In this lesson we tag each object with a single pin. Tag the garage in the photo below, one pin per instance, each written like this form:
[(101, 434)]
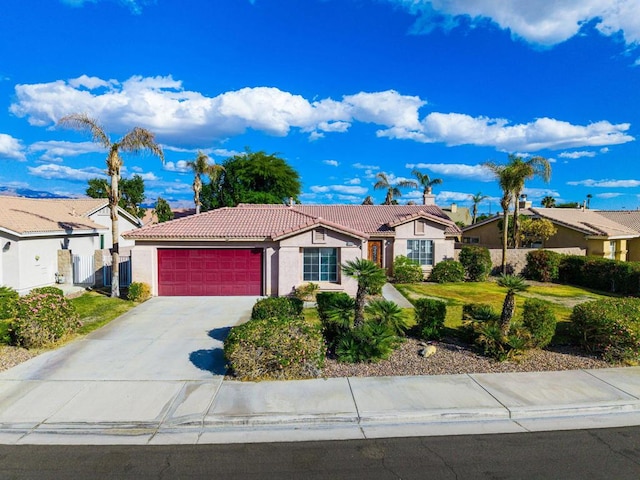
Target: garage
[(209, 272)]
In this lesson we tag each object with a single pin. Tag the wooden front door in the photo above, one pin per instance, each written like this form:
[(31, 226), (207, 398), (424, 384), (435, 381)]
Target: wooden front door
[(375, 251)]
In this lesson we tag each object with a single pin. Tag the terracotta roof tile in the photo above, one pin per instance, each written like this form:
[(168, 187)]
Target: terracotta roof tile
[(274, 221), (38, 215)]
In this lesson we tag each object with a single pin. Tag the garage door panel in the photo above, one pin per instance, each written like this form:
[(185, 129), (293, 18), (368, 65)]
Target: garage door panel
[(210, 272)]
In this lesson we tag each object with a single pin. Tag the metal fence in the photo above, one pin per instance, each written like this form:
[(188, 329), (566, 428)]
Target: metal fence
[(84, 272), (125, 271)]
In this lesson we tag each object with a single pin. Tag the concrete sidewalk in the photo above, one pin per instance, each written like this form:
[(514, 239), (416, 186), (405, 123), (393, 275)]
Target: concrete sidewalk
[(215, 411)]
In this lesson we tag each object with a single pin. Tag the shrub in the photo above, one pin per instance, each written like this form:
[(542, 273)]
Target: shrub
[(51, 290), (476, 262), (370, 342), (139, 292), (277, 307), (324, 301), (447, 271), (610, 326), (306, 292), (540, 321), (406, 270), (542, 265), (389, 314), (41, 319), (430, 315), (275, 349), (8, 300)]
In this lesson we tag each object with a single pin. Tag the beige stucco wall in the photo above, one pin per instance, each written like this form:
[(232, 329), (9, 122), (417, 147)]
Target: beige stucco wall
[(33, 262)]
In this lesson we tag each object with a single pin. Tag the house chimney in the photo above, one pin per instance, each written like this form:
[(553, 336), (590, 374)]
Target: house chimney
[(428, 199)]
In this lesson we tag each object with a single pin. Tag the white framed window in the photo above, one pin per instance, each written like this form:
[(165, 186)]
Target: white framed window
[(320, 264), (420, 251)]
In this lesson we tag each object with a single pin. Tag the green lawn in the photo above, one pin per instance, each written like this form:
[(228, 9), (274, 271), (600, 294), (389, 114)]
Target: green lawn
[(562, 297)]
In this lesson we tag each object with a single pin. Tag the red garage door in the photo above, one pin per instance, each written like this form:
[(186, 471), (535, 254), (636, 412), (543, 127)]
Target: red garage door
[(209, 272)]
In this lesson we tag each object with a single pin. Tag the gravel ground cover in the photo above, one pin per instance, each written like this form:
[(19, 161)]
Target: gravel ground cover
[(452, 357)]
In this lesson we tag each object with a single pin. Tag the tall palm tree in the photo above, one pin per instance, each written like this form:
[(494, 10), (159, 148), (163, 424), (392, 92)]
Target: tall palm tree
[(393, 191), (506, 177), (201, 166), (548, 202), (476, 199), (426, 183), (525, 170), (370, 279), (513, 284), (134, 141)]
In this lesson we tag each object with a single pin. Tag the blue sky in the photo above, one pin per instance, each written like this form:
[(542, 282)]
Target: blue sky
[(342, 89)]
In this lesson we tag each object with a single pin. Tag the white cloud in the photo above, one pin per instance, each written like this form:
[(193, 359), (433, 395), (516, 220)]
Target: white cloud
[(539, 22), (607, 183), (608, 195), (184, 117), (576, 154), (61, 172), (54, 150), (344, 189), (11, 148), (458, 170)]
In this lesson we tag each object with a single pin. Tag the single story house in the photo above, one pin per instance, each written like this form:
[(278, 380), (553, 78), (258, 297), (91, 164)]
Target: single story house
[(597, 234), (271, 249), (39, 236)]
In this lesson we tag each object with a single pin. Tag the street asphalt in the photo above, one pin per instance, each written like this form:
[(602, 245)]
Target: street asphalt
[(156, 376)]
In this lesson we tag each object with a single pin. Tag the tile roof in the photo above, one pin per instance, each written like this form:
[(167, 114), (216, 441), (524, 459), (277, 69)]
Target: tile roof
[(628, 218), (589, 222), (274, 221), (25, 216)]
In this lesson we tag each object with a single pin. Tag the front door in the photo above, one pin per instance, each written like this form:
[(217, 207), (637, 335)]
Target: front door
[(375, 252)]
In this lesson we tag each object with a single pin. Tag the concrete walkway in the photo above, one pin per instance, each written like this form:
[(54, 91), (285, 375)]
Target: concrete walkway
[(171, 397)]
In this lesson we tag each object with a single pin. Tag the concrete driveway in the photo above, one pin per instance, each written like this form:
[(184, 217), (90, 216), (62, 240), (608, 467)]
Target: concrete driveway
[(165, 338)]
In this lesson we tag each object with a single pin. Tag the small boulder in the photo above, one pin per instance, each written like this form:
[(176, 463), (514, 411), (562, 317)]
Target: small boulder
[(428, 351)]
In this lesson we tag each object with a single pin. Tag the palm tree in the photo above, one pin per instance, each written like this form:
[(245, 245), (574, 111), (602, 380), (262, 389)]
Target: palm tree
[(548, 202), (426, 183), (370, 279), (201, 166), (507, 180), (134, 141), (476, 199), (393, 191), (513, 284), (525, 170)]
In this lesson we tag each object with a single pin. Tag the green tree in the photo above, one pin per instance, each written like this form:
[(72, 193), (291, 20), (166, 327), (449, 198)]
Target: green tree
[(524, 170), (370, 279), (476, 199), (425, 181), (513, 284), (134, 141), (163, 210), (393, 191), (202, 167), (548, 202), (253, 177), (507, 179), (131, 193)]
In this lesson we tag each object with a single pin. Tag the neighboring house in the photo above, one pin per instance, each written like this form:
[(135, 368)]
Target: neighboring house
[(271, 249), (460, 215), (586, 229), (38, 237), (630, 219)]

^^^^^^^^^^^^^^^^

— WORK TO DO —
Reproduce all of the material above line for line, without changing anything, and leave out the pictures.

— RESULT —
In this lesson we tag each object with a single pin. Tag the garage in the photo below, one pin per instance, each written like this form:
[(101, 434)]
Target: garage
[(209, 272)]
In this lesson we tag each object with a single pin. Tag the wooden front door in the photo above, one pin per instance, each written like this form:
[(31, 226), (207, 398), (424, 384), (435, 381)]
Target: wooden front door
[(375, 251)]
In this lesson we tag each object with a single pin. Tag the terracotta roof tile in the photo above, one pin per instance, each written like this form:
[(168, 187)]
Target: terracotta roof tile
[(274, 221), (38, 215)]
In this lesson we tag each object with a single pin. Tag the garage door panel in the photo above, one pin per instance, each written like this form:
[(185, 129), (293, 18), (368, 65)]
Target: garage door panel
[(210, 272)]
In this lesson we tag each object with a single pin. Tag the metal fence in the photo above, one pin per instance, each written like this form:
[(188, 329), (566, 428)]
Target: metal fence
[(84, 272), (125, 271)]
In this lesson we tag each object with a single pin. Tag the concrete sidewalk in the photo above, one pin per instance, each written like this form:
[(514, 239), (416, 186), (405, 123), (393, 275)]
Target: concrete sidewalk
[(215, 411)]
In this lesson we tag each object with a single pin. Tag the shrub in the photo above, one pin per instance, each written like this form:
[(542, 273)]
Target: shrub
[(51, 290), (476, 262), (370, 342), (139, 292), (277, 307), (324, 301), (447, 271), (610, 326), (306, 292), (540, 321), (406, 270), (542, 265), (389, 314), (41, 319), (430, 315), (275, 349), (8, 300)]
In this lesson we tag each object with a single pin. Tag the beige stucco wall in the photo above, one pin per instance, each written like this form:
[(232, 329), (9, 122), (417, 147)]
Target: beige stucco wall
[(33, 262)]
In this lesson we tag each object with a single pin. Tag the house chimney in the photo above, one pin per instance, each written like this form:
[(553, 336), (590, 374)]
Target: house chimney
[(428, 199)]
In this lesson we tag each object with a single pin. Tag the white framed window in the photo above, one pin per instance, each written like this form:
[(165, 186)]
Target: white framed window
[(320, 264), (420, 251)]
In this lesson we tag each object with a single pin. Tag the green lawn in the photo above, one pin per instance, each written like this form:
[(228, 9), (274, 271), (600, 294), (389, 114)]
Target: green lawn
[(562, 297)]
In this lesson we tag each object with a single pin. Tag the red garage door in the photo above, one pin per instance, each written like this form:
[(186, 471), (535, 254), (636, 412), (543, 127)]
Target: red garage door
[(209, 272)]
In this lesson we tag each object with a single pin. Tag the gravel ground cover in the photo above, one pin per instance, each written like this form:
[(19, 161)]
Target: gravel ground cover
[(452, 357)]
In this lesson we tag each object with a single pin. Tag the tall palm tree in the photo above, one pin per instance, each written like this form:
[(494, 10), (159, 148), (163, 424), (392, 92)]
Target: tall palm tree
[(393, 191), (506, 177), (201, 166), (548, 202), (476, 199), (426, 183), (525, 170), (370, 279), (513, 284), (134, 141)]
In this lesson we tag each object with a single pin. Tag the blue sky in the photo above, one pin per instance, each written like this form:
[(542, 282)]
Target: blue sky
[(342, 89)]
In this lesson we tag each object with a single pin. Tag the white cloud in the photo above, one pin per instance, each written like this form:
[(193, 359), (433, 395), (516, 220)]
Target: white cloud
[(539, 22), (607, 183), (608, 195), (184, 117), (576, 154), (61, 172), (54, 150), (344, 189), (11, 148), (458, 170)]
In this lesson we tag each object with a single pin. Tag the single story house in the photo above, one pin per instance, each written like this form:
[(278, 380), (553, 78), (258, 297), (91, 164)]
Target: single story house
[(597, 234), (271, 249), (39, 236)]
In this lesson we tag each object with a single pin. Tag the street asphalt in the photo above, one pin per instance, each written like this form:
[(602, 245)]
Target: street asphalt
[(156, 376)]
In this lesson we tag each object with a single pin. Tag the tile roof in the photo above, one pin per instance, each written like this form:
[(167, 114), (216, 441), (524, 459), (277, 69)]
Target: tile roof
[(628, 218), (589, 222), (274, 221), (25, 216)]
In this lesson we tag each object with a single pin. Tag the front door in the photo above, one pin per instance, each written like this form:
[(217, 207), (637, 335)]
Target: front door
[(375, 252)]
In this lesson we tag each object with a single pin. Tag the concrete walkway in the photo above, one pin per instance, each written like this form:
[(54, 91), (285, 375)]
Target: concrete walkway
[(171, 397)]
In this lesson we tag each object with a single pin. Tag the concrete driveway in the photo above, one pin per instance, each written like this form:
[(184, 217), (90, 216), (62, 240), (608, 467)]
Target: concrete driveway
[(165, 338)]
In this lesson we tag each object with a single pin. Tag the small boulder in the photo above, one pin per instance, each written like this form:
[(176, 463), (514, 411), (562, 317)]
Target: small boulder
[(428, 351)]
In this lesson we tag each object with a single pin. Tag the palm tree in the photo above, one pin per instance, each written like this form:
[(245, 245), (574, 111), (602, 380), (262, 389)]
Target: palm tree
[(548, 202), (426, 183), (370, 279), (201, 166), (507, 180), (134, 141), (476, 199), (393, 191), (513, 284), (525, 170)]
In this lesson we tag each object with a single pin. Tag the green tree in the photo above, one pin per instance, each written like this form:
[(72, 193), (291, 20), (166, 327), (449, 198)]
Target: green tree
[(524, 170), (370, 279), (476, 199), (425, 181), (513, 284), (134, 141), (163, 210), (393, 191), (202, 167), (548, 202), (253, 177), (507, 179), (131, 193)]
In this lesson we tag each object with a single pin. Tag the neighboring house in the photo above, one pin per instance, each written like this form:
[(135, 368)]
Target: neighboring house
[(271, 249), (460, 215), (586, 229), (38, 237), (630, 219)]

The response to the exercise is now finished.